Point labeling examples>
◆ ◆ ◆ ◆ ◆ ◆ ◆

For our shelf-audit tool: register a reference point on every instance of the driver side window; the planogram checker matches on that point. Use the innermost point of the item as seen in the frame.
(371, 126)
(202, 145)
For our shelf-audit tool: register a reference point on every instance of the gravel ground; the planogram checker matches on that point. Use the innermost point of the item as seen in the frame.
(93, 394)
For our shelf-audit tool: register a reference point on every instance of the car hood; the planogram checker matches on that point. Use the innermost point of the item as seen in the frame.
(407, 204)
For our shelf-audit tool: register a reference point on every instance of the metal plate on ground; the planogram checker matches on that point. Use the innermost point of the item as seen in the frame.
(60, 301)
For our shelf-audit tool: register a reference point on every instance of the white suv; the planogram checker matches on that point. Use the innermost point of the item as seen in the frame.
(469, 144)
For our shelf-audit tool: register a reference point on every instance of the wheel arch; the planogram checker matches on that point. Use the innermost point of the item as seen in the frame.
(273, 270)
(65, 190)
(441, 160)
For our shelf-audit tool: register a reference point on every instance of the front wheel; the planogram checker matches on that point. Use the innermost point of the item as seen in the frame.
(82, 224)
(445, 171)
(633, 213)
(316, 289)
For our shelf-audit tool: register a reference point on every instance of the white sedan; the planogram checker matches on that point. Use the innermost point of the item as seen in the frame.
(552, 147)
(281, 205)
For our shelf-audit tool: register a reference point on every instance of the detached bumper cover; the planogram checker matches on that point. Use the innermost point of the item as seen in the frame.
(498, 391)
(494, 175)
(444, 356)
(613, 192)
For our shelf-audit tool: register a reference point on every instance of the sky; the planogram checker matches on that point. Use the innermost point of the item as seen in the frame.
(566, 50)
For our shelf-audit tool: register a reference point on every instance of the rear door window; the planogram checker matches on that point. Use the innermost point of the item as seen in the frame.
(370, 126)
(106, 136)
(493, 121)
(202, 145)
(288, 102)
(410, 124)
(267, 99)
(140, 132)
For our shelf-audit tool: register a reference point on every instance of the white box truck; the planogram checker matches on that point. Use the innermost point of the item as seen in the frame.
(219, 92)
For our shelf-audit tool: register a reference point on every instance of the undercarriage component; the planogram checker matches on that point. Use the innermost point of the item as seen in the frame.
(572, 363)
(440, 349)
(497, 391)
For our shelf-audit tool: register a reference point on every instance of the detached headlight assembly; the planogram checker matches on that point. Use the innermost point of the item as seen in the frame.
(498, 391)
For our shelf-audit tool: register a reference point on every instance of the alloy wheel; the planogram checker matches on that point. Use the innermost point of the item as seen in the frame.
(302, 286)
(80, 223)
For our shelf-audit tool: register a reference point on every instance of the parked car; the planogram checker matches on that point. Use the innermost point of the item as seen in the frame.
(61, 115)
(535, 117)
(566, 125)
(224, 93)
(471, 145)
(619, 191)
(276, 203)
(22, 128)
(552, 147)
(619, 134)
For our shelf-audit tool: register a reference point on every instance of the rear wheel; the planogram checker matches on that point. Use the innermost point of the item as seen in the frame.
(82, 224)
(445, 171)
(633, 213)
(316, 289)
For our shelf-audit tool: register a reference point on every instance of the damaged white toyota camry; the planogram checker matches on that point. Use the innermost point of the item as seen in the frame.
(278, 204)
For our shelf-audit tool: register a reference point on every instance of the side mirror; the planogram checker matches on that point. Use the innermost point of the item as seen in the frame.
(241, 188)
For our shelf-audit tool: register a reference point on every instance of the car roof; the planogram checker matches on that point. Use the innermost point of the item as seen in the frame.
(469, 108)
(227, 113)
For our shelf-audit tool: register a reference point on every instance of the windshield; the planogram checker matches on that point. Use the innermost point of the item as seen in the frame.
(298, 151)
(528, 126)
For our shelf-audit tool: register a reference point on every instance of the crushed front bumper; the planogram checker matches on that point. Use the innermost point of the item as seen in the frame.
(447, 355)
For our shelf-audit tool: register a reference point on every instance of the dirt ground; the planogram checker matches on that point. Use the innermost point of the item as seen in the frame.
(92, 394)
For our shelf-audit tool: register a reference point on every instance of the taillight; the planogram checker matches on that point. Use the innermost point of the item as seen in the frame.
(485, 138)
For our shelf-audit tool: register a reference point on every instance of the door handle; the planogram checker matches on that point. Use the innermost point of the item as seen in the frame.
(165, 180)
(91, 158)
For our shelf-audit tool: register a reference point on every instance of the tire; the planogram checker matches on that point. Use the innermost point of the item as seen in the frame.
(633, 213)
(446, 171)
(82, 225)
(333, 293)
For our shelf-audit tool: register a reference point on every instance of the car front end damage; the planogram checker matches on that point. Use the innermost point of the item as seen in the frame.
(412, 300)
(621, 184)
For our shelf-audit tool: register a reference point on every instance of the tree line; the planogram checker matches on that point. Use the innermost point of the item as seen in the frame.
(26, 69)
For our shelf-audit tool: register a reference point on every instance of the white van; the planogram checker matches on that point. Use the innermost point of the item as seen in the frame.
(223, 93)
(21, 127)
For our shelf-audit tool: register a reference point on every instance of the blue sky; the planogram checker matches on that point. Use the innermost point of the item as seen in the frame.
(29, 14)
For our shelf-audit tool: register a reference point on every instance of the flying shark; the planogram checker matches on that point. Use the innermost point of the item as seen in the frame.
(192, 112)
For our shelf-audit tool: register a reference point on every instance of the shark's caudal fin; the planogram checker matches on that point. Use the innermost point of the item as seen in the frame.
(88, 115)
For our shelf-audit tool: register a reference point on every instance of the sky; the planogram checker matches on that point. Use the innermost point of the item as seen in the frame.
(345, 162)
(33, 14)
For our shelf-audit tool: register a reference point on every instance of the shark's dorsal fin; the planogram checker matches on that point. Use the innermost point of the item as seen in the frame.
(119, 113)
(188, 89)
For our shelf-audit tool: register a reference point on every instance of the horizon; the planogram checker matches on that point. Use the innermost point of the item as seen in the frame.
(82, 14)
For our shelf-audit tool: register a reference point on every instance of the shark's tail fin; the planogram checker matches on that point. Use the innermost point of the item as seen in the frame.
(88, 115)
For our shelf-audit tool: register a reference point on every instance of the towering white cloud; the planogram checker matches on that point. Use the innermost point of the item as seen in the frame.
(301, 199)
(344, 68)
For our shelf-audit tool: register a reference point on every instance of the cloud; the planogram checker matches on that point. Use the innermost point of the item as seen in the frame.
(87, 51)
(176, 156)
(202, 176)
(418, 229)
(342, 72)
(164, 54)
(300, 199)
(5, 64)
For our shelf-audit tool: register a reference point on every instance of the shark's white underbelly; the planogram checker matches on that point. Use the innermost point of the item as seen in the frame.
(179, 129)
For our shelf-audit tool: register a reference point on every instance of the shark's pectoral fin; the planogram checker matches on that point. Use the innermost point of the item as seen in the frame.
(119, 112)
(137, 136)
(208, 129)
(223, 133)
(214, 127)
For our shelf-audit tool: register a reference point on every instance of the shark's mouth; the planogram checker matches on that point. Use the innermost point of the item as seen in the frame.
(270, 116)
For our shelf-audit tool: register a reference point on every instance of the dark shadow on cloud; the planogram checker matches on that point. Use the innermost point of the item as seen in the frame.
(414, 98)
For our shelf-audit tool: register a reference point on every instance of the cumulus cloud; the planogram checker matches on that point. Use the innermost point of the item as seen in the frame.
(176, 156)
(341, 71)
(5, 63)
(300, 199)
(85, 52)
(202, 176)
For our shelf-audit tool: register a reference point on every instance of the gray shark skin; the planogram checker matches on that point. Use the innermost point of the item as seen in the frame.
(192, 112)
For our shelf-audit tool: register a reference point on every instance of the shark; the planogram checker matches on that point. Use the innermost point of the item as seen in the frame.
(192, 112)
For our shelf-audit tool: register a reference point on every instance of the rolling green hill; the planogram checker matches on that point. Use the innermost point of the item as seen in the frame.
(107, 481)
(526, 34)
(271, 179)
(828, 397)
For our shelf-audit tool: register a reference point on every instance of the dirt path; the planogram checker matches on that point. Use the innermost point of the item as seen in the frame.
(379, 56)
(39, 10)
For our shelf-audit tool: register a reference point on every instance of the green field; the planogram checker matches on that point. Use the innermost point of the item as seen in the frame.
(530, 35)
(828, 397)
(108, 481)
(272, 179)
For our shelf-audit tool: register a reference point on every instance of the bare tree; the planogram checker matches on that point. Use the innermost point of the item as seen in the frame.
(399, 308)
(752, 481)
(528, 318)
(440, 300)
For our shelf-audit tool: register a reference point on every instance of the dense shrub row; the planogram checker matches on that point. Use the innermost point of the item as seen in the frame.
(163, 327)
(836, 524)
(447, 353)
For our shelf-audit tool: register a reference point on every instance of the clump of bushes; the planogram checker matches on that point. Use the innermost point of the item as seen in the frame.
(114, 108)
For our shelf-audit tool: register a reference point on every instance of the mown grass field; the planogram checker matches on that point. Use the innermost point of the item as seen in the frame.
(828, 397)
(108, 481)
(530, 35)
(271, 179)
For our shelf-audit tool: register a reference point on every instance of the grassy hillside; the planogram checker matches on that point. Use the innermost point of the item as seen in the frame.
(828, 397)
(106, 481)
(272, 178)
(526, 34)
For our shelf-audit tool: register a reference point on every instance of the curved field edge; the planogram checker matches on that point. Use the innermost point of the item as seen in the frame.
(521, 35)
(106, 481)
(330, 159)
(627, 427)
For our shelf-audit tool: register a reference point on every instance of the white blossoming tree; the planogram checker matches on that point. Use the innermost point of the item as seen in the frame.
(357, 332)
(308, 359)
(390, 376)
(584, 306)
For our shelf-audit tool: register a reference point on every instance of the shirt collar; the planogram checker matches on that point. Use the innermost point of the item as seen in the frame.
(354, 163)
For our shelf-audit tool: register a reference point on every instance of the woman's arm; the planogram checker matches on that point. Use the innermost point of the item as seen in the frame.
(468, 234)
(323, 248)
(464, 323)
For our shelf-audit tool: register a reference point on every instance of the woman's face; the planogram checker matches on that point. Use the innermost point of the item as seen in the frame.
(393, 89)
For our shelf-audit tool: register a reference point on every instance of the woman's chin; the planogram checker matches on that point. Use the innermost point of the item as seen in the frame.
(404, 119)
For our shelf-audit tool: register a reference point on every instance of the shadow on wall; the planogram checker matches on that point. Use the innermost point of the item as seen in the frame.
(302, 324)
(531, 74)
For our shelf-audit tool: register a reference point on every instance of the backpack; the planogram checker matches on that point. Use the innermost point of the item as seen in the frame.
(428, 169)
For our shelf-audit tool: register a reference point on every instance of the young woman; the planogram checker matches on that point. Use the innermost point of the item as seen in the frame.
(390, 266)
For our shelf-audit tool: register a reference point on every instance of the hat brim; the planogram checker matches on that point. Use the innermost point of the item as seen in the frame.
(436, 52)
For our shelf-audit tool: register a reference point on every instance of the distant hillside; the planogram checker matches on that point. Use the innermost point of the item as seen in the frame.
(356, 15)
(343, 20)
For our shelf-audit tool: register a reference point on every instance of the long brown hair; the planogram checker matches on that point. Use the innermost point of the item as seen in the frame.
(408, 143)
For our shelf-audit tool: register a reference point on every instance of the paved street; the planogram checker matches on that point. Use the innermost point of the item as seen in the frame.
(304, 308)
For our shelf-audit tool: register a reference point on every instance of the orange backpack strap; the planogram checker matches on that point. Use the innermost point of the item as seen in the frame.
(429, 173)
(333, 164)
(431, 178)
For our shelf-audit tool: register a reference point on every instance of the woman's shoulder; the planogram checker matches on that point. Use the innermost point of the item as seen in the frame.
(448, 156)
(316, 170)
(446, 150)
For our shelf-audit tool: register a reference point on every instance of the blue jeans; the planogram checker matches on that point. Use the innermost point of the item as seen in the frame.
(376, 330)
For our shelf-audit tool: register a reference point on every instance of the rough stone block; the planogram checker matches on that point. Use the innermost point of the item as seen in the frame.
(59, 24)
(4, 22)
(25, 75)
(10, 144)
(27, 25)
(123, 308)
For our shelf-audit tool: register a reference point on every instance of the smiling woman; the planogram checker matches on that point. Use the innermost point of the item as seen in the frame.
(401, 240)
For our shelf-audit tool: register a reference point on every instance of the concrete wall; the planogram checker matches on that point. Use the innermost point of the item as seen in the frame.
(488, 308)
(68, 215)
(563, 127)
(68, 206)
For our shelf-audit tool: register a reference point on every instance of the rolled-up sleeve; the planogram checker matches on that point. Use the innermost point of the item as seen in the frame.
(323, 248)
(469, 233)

◆ ◆ ◆ ◆ ◆ ◆ ◆

Task statement>
Only the lines from the one containing "of the concrete" through the end of the entries above belong in the answer; repeat them exactly.

Reply to the exercise>
For our shelf-audit tool: register a reference point on every instance of the concrete wall; the planogram checker matches on that point. Use the innermost point of the item as seen in the frame.
(488, 308)
(68, 215)
(563, 127)
(68, 206)
For our shelf-audit tool: register a reference point on every instance of the rolled-up sleeve; the planogram checker matches on that point. Use the innermost point of the item as seen in the frame.
(323, 248)
(469, 233)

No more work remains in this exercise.